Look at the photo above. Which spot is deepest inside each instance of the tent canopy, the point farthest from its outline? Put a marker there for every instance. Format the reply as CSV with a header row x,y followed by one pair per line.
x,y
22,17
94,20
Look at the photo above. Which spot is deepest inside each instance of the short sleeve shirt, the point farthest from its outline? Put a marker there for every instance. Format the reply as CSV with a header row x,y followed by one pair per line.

_Task prompt_
Would you print all of the entries exactly as they stand?

_Result of the exercise_
Look at the photo above. Which spot is deepest inside each instance of the tent canopy, the point farthest from its outline? Put a marker there for every instance. Format the reply as CSV with a header row x,y followed by one pair per line.
x,y
22,17
94,20
Look at the photo above. Which spot is deepest inside each instance of the short sleeve shirt, the point farthest from its outline? Put a marker there for every instance. Format the reply as CSV with a header row x,y followed by one pair per line.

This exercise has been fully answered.